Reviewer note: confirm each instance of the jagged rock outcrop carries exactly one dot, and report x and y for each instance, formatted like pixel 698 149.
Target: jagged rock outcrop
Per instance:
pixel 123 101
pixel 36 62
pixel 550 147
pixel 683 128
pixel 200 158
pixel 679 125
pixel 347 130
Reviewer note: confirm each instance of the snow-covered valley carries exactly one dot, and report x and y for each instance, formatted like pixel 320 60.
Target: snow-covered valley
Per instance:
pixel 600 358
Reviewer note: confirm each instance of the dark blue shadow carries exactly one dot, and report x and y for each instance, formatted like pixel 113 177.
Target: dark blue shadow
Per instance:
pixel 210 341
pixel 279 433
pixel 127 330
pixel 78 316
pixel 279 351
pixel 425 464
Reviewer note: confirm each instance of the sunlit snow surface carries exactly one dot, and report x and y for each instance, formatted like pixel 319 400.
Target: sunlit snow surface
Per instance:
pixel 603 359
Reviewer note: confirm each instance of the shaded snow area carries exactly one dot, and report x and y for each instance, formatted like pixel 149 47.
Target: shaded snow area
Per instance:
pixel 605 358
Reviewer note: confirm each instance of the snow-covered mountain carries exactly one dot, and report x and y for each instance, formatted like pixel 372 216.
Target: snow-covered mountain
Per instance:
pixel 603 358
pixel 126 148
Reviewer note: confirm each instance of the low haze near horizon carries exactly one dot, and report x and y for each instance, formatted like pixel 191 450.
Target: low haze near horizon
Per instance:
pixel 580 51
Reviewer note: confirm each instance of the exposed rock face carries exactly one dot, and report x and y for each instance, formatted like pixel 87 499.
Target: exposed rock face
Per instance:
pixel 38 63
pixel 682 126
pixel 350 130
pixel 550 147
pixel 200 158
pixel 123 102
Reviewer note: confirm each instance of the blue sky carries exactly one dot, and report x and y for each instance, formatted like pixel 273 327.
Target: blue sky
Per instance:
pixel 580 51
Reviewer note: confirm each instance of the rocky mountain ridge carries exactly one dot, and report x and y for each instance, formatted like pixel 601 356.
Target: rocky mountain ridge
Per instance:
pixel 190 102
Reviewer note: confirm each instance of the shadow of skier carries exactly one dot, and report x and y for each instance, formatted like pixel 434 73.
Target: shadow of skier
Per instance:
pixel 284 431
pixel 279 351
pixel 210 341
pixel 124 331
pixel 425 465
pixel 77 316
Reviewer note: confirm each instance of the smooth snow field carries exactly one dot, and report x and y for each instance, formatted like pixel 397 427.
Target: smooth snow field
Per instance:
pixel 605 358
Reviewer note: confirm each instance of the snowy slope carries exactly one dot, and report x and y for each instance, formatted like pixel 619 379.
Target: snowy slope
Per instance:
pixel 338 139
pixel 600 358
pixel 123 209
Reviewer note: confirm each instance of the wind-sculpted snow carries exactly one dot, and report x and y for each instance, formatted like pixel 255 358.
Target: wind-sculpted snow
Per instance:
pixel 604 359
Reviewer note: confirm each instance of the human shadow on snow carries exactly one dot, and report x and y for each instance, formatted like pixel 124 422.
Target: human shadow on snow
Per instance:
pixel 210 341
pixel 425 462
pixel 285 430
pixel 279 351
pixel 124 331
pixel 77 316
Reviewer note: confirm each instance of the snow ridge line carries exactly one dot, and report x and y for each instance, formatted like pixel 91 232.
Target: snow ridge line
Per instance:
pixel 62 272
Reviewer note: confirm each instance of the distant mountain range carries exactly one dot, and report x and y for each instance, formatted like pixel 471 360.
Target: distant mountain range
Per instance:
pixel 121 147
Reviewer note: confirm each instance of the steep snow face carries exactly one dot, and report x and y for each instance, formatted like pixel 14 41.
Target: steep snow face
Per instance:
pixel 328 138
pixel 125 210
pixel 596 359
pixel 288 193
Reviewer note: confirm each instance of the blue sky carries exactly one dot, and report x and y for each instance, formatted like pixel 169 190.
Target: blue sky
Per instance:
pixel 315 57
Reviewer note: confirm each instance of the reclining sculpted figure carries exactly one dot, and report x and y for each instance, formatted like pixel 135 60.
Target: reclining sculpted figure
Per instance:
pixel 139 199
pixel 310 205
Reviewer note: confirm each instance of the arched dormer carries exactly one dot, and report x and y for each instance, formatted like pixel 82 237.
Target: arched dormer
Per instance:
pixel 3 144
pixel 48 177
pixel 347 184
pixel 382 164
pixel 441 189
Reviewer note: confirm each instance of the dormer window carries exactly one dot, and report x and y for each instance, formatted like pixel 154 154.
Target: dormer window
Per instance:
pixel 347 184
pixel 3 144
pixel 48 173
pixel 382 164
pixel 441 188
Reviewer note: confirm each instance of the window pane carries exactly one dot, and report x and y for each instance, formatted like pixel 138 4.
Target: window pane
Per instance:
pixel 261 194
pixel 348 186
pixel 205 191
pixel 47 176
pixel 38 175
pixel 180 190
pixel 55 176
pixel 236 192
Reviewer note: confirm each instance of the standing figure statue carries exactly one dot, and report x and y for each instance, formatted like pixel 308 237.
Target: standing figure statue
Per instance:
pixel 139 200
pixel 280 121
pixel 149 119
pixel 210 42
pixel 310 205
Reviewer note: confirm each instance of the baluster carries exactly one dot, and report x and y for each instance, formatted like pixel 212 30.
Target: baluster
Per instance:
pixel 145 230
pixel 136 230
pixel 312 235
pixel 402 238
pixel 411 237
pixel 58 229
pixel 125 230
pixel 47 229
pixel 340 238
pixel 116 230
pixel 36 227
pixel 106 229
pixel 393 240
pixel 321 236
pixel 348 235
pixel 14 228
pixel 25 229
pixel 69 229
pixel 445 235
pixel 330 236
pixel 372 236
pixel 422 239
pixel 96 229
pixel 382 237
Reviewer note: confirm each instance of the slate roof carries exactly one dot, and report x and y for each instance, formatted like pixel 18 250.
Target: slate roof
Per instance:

Exercise: Rewrite every line of the material above as a numbered list, leaving out any blank lines.

The output:
1. Reviewer note: confirm each instance of the jagged rock outcrop carries exactly one dot, and report x and y for each instance, formatted like pixel 698 149.
2. Target: jagged rock outcrop
3. Per instance:
4. pixel 123 101
5. pixel 36 62
6. pixel 550 147
7. pixel 683 128
8. pixel 200 158
9. pixel 679 125
10. pixel 347 130
11. Reviewer note: confirm each instance of the snow-covered valley carries exactly one dot, and report x and y for each instance, formatted like pixel 320 60.
12. Target: snow-covered valley
13. Per instance:
14. pixel 600 358
15. Reviewer note: confirm each instance of the dark blue shadow carries exactly one dot, and report x and y for each instance, formatted like pixel 113 177.
16. Target: dark blue shadow
17. Per instance:
18. pixel 210 341
19. pixel 279 433
20. pixel 127 330
21. pixel 78 316
22. pixel 279 351
23. pixel 425 464
24. Reviewer note: confirm each instance of the sunlit snow surface carries exactly one dot, and report x and y for each instance, formatted like pixel 319 400.
25. Target: sunlit snow surface
26. Per instance:
27. pixel 603 359
28. Reviewer note: confirm each instance of the shaded snow area carries exactly one dot, and report x and y for each instance, formatted like pixel 149 47.
29. Target: shaded snow area
30. Per instance:
31. pixel 605 358
32. Reviewer note: confirm each instance of the snow-covered mountain carries exactly one dot, and report x and y for each instance, formatted like pixel 372 216.
33. Target: snow-covered mountain
34. Per instance:
35. pixel 603 358
36. pixel 126 148
37. Reviewer note: confirm each instance of the low haze near horizon carries exactly one dot, and report x and y for each instance, formatted like pixel 191 450.
38. Target: low haze near horizon
39. Per instance:
40. pixel 580 51
41. Reviewer note: confirm each instance of the exposed rock face carries exactly one dot, and report x and y for each instance, formatted like pixel 87 499.
42. Target: exposed rock face
43. Per instance:
44. pixel 38 63
45. pixel 682 126
46. pixel 350 130
47. pixel 550 147
48. pixel 200 158
49. pixel 123 102
50. Reviewer note: confirm each instance of the blue sky carries exactly one dot, and report x and y for each instance, formatted like pixel 273 327.
51. Target: blue sky
52. Per instance:
53. pixel 580 51
54. Reviewer note: confirm each instance of the rocky mountain ridge carries exactly one dot, and report x and y for each instance, formatted like pixel 601 356.
55. Target: rocky mountain ridge
56. Per instance:
57. pixel 190 102
58. Reviewer note: confirm each instance of the shadow of skier carries exactly one dot, and report x and y for each instance, formatted like pixel 434 73.
59. Target: shadow of skier
60. Per instance:
61. pixel 284 431
62. pixel 279 351
63. pixel 210 341
64. pixel 124 331
65. pixel 425 465
66. pixel 77 316
67. Reviewer note: confirm each instance of the smooth snow field carries exactly one dot, and report x and y for each instance, formatted like pixel 397 427.
68. Target: smooth snow field
69. Per instance:
70. pixel 605 358
71. Reviewer note: confirm each instance of the snowy slope carries exactly one dot, and report x and y for each instance, formatted like pixel 619 379.
72. Target: snowy slope
73. Per instance:
74. pixel 338 139
75. pixel 600 358
76. pixel 123 209
77. Reviewer note: confirm each instance of the wind-sculpted snow carries exactly one dot, and report x and y for each instance, formatted like pixel 255 358.
78. Target: wind-sculpted snow
79. Per instance:
80. pixel 604 359
81. Reviewer note: confirm each instance of the human shadow on snow carries exactly one dot, and report x and y for each instance, formatted like pixel 124 422.
82. Target: human shadow on snow
83. Per instance:
84. pixel 210 341
85. pixel 425 462
86. pixel 285 430
87. pixel 279 351
88. pixel 124 331
89. pixel 77 316
90. Reviewer note: confirm each instance of the snow ridge line carries exactly one dot, and report x and y for each instance, formatted like pixel 91 232.
91. Target: snow ridge line
92. Per instance:
93. pixel 62 272
94. Reviewer note: confirm each instance of the distant mountain range carries exactly one dot, and report x and y for each instance, formatted like pixel 471 360.
95. Target: distant mountain range
96. Per instance:
97. pixel 121 147
98. Reviewer note: confirm each instance of the steep snow face carries exactly one dot, and report x and y for each instance, formatted like pixel 14 41.
99. Target: steep snow face
100. Per instance:
101. pixel 328 138
102. pixel 125 210
103. pixel 596 359
104. pixel 288 193
105. Reviewer note: confirm each instance of the blue sky carries exactly one dot, and report x and y for each instance, formatted like pixel 169 190.
106. Target: blue sky
107. Per instance:
108. pixel 315 57
109. Reviewer note: confirm each instance of the reclining sculpted figure carries exactly one dot, and report x and y for each instance, formatted like pixel 135 60.
110. Target: reclining sculpted figure
111. Per instance:
112. pixel 139 199
113. pixel 310 205
114. Reviewer note: confirm each instance of the arched dormer carries exactly one dot, and report x and y for each instance, formatted like pixel 82 237.
115. Target: arched dormer
116. Per instance:
117. pixel 3 144
118. pixel 48 177
119. pixel 347 184
120. pixel 382 164
121. pixel 441 189
122. Reviewer note: confirm each instance of the dormer window carries exactly one dot, and report x and y for each instance, formatted like pixel 154 154.
123. Target: dormer window
124. Per instance:
125. pixel 347 184
126. pixel 3 144
127. pixel 48 173
128. pixel 382 164
129. pixel 441 188
130. Reviewer note: confirm each instance of the window pane carries exactly one dot, and report x and y for each instance, formatted like pixel 138 4.
131. Target: window pane
132. Per instance:
133. pixel 261 194
134. pixel 348 186
135. pixel 205 191
136. pixel 47 176
137. pixel 38 175
138. pixel 180 190
139. pixel 55 176
140. pixel 236 192
141. Reviewer note: confirm each instance of the standing figure statue carries exactly one dot, and report x and y for each instance, formatted like pixel 308 237.
142. Target: standing figure statue
143. Per instance:
144. pixel 139 200
145. pixel 280 121
146. pixel 149 119
147. pixel 210 42
148. pixel 310 205
149. Reviewer note: confirm each instance of the baluster carries exactly one dot, and report x and y for each instance, formatted like pixel 212 30.
150. Target: baluster
151. Per instance:
152. pixel 145 230
153. pixel 136 230
154. pixel 312 235
155. pixel 402 238
156. pixel 411 237
157. pixel 58 229
158. pixel 125 230
159. pixel 47 229
160. pixel 340 238
161. pixel 116 230
162. pixel 36 227
163. pixel 106 229
164. pixel 393 240
165. pixel 321 236
166. pixel 348 235
167. pixel 14 228
168. pixel 25 229
169. pixel 69 229
170. pixel 445 235
171. pixel 330 236
172. pixel 372 236
173. pixel 422 239
174. pixel 96 229
175. pixel 382 237
176. Reviewer note: confirm each instance of the slate roof carries exactly one dot, and report x and y for each instance, formatted like pixel 18 250.
177. Target: slate roof
178. Per instance:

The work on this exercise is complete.